▶ **Consigna escrita a**
Convierte en una tabla Markdown todo el listado desde la línea que contiene "locate the hanging snake in the photo above" hasta el final, ambos extremos incluidos. Usa las columnas «n», con el número de fila, y «Línea», con el texto de cada línea, y omite las líneas en blanco.

▶ **Fragmento del documento**
--------------------------------

Derecho


Dictadura militar argentina e Iglesia


Dictadura e iglesia

Es suficientemente conocida, no sólo por la sociedad argentina sino también por la opinión pública mundial, la modalidad de la represión desatada por la dictadura militar imperante en nuestro país entre 1976 a 1983. Existe a ese respecto una amplísima literatura científica y de divulgación en varios idiomas, de la cual me limito a señalar algunos títulos en la bibliografía final (CONADEP, 1984; Mignone, 1986a y 1991a; Moreno Ocampo, 1995; García, 1995). Su principal instrumento consistió en la detención en sus hogares, sitios de trabajo o en la vía pública, sin ningún tipo de enfrentamiento armado, de presuntos disidentes ideológicos o políticos. Los operativos eran realizados por agentes del estado, en general oficiales y suboficiales de las tres armas, vestidos de particular y ocultando su identidad. Los ciudadanos apresados eran conducidos a sitios ocultos, salvajemente torturados y en su inmensa mayoría asesinados. Sus restos se incineraban o enterraban anónimamente, aunque en una alta proporción los prisioneros fueron arrojados vivos desde aviones al océano Atlántico o al río de la Plata. El gobierno castrense negó pertinazmente su responsabilidad y hasta ahora las fuerzas armadas sostienen no estar en condiciones de informar acerca del destino de los millares de detenidos-desaparecidos. Ese sistema fue tan característico del régimen de facto que ha dado lugar a que el vocablo "desaparecido" haya pasado a utilizarse en español en muchos idiomas; la figura delictiva descripta impulsó la elaboración y aprobación de convenciones internacionales que tratan de evitarla en el futuro y su recuerdo constituye un trauma profundo e irreparable en la conciencia colectiva de la población, dando lugar a constantes y variadas expresiones públicas de dolor y de repudio.

--------------------------------

▶ **Información proporcionada**
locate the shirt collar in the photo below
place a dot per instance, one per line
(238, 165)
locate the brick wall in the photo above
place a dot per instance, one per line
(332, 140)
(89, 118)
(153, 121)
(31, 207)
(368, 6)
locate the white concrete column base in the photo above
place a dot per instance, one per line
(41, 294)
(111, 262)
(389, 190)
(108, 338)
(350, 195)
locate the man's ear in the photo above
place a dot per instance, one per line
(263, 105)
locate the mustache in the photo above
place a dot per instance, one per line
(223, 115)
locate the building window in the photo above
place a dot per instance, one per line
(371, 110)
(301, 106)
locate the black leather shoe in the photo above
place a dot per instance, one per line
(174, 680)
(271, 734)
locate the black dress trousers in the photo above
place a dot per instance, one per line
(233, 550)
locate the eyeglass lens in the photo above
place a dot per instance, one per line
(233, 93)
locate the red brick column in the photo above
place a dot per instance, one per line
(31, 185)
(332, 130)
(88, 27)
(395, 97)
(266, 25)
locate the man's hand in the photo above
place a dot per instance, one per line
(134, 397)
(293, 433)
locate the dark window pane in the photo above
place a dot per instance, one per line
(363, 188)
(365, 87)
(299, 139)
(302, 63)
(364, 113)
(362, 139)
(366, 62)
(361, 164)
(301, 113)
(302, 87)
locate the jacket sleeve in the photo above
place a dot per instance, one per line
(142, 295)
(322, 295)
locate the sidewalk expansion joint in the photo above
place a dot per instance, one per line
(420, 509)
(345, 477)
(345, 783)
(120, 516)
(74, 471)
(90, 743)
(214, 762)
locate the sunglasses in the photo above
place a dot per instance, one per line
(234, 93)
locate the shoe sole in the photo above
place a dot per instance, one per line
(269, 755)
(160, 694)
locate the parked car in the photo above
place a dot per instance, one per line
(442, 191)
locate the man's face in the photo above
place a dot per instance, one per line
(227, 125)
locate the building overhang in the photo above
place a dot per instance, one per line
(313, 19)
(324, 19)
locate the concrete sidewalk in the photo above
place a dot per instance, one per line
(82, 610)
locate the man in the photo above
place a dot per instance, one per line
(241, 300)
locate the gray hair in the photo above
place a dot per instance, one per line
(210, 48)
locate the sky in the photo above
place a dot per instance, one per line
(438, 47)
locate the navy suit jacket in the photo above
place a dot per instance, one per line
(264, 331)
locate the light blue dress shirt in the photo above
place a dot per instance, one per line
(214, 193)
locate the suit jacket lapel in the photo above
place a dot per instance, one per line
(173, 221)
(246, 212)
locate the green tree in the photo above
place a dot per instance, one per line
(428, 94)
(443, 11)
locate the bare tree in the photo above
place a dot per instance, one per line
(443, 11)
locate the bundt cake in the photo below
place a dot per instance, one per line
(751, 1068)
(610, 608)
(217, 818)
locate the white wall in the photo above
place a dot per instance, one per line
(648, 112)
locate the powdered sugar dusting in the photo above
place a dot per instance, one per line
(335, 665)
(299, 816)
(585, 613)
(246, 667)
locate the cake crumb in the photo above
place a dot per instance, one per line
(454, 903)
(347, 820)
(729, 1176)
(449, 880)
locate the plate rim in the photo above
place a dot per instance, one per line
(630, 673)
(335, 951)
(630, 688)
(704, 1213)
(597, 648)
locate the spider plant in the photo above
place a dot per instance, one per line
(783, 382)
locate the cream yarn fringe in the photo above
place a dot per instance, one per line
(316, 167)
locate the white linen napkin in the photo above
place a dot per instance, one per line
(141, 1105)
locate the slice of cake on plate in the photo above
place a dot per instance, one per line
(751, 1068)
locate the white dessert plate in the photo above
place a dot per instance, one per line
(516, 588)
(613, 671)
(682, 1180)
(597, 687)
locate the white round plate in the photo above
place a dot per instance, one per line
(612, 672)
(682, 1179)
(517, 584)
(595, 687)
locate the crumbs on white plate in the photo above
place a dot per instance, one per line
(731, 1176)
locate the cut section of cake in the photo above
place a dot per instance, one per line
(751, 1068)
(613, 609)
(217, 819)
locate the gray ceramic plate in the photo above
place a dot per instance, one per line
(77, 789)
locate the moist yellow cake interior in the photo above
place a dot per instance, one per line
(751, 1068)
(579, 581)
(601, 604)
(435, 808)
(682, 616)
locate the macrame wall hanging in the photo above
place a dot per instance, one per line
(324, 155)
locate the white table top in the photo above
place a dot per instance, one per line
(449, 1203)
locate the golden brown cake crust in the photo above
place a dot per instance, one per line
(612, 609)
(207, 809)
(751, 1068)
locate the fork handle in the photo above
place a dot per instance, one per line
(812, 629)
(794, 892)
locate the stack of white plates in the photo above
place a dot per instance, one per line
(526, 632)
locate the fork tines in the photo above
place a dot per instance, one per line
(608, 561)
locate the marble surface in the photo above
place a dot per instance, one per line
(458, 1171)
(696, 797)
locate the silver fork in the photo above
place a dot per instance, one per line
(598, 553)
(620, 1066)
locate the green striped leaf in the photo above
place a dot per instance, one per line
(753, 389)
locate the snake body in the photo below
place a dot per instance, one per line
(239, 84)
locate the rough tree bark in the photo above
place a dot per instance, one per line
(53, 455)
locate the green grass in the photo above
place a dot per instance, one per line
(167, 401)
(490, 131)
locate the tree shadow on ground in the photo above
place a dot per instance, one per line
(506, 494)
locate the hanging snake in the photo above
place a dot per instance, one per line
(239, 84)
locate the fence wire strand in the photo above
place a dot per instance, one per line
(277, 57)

--------------------------------

▶ **Consigna escrita b**
Según el fragmento sobre la dictadura militar argentina, ¿entre qué años gobernó esa dictadura en el país?

▶ **Respuesta completa a**
| n | Línea |
|---|---|
| 1 | locate the hanging snake in the photo above |
| 2 | place a dot per instance, one per line |
| 3 | (239, 84) |
| 4 | locate the fence wire strand in the photo above |
| 5 | place a dot per instance, one per line |
| 6 | (277, 57) |

▶ **Respuesta completa b**
Entre 1976 y 1983.